**TASK GOAL:** Read the records and write them out again exactly.

**RECORDS TO PROCESS:**
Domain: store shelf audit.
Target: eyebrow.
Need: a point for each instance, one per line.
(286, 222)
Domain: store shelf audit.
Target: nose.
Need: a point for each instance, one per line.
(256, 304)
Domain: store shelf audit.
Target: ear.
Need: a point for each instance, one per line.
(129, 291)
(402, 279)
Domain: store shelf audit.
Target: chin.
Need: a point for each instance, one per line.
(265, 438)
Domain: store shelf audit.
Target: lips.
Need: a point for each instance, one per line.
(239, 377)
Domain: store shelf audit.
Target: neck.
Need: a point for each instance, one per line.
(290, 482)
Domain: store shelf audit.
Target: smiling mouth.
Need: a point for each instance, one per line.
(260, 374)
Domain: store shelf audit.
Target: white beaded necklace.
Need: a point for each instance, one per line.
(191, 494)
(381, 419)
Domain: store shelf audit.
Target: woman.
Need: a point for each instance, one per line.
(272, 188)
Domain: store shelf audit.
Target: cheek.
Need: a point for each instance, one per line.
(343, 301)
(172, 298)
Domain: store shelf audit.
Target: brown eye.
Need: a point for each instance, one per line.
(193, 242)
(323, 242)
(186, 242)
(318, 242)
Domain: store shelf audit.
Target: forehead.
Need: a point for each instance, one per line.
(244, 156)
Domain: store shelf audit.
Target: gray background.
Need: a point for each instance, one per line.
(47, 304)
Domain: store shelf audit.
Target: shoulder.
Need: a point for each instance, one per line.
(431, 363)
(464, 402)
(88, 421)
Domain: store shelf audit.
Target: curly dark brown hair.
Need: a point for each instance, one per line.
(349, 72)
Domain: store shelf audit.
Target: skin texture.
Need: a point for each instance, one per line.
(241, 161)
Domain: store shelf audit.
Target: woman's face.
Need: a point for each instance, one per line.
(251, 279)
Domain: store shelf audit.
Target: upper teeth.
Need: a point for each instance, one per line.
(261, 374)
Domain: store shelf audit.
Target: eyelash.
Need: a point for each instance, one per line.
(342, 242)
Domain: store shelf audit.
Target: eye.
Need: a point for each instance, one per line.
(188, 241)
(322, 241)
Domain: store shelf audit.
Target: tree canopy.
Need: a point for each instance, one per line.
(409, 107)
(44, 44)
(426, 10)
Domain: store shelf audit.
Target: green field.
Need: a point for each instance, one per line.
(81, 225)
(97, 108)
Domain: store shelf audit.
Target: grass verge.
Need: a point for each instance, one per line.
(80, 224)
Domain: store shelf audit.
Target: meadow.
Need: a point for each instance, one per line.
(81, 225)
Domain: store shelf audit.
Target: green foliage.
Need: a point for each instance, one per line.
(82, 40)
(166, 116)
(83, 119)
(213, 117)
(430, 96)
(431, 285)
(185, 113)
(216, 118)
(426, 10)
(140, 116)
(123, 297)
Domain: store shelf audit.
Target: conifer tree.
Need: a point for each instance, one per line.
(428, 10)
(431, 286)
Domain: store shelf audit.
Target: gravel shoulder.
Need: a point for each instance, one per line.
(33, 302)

**EXERCISE RESPONSE:**
Domain: store shelf audit.
Target: eyebrow.
Need: a point for each instance, one per line.
(286, 222)
Domain: store shelf audit.
Target: nose.
Need: a point for each instance, one per line.
(256, 304)
Domain: store shelf audit.
Target: ear.
Need: a point for each instance, one per line.
(129, 291)
(402, 279)
Domain: store shelf audit.
Target: chin.
Need: a point for each instance, one per line.
(265, 438)
Domain: store shelf audit.
Target: lips.
Need: a point for each instance, one per line.
(239, 377)
Domain: store shelf audit.
Target: neck.
Need: a point for each instance, one per line.
(290, 482)
Domain: store shelf audit.
Target: smiling mouth.
Need: a point for each instance, one per line.
(260, 374)
Domain: store shelf audit.
Target: white beaded necklace.
Need: a point for each instance, one per line.
(191, 494)
(381, 419)
Domain: store shelf audit.
Target: woman.
Need: a point for each instance, one per line.
(272, 188)
Domain: store shelf audit.
Target: cheek.
Need: a point for each instance, one per line.
(343, 301)
(172, 298)
Domain: store shelf audit.
Target: brown eye.
Need: a point for each instance, one per line.
(193, 242)
(323, 242)
(186, 242)
(318, 242)
Domain: store shelf audit.
Target: forehead.
Need: a point for each instance, one per line.
(244, 156)
Domain: store shelf audit.
Target: gray background.
Need: a point for each instance, one per line.
(47, 304)
Domain: store shelf audit.
Target: shoulder.
Need: a point for each instance, one per line.
(431, 363)
(464, 402)
(88, 421)
Domain: store shelf audit.
Target: curly dark brown hair.
Need: a point for each instance, one per line.
(349, 72)
Domain: store shelf audit.
Target: skin texture.
Need: a point for each instance, one per line.
(241, 161)
Domain: store shelf audit.
Target: woman's face.
Need: a point for each instance, one per line.
(251, 279)
Domain: store shelf audit.
Target: upper teeth.
Need: a point for each instance, one per line.
(261, 374)
Domain: store shelf audit.
Target: eyelash.
Need: a point for each instance, one per line.
(342, 242)
Domain: store shelf audit.
Target: eye.
Need: a point for each instance, one per line.
(188, 241)
(322, 241)
Domain: store shelf audit.
Target: tree canopy.
Need: a point for each instance, one per line.
(409, 107)
(44, 44)
(426, 10)
Domain: store shelf audit.
Target: green field.
Need: a point for each instance, one per line.
(81, 225)
(97, 108)
Domain: store shelf audit.
Target: grass verge.
Need: a point for each instance, one per line.
(80, 224)
Domain: store shelf audit.
Target: meadow.
Need: a point for each instance, one per line.
(81, 225)
Domain: store shelf audit.
Target: green foliage.
Need: a point for each instance, one per line.
(82, 40)
(166, 116)
(83, 119)
(213, 117)
(430, 96)
(431, 285)
(185, 113)
(216, 118)
(426, 10)
(140, 116)
(123, 297)
Domain: store shelf audit.
Target: conifer tree.
Need: a point for each instance, one per line.
(428, 10)
(431, 286)
Domain: store shelf audit.
Target: gravel shoulder.
Need: a point for each instance, one per line.
(33, 302)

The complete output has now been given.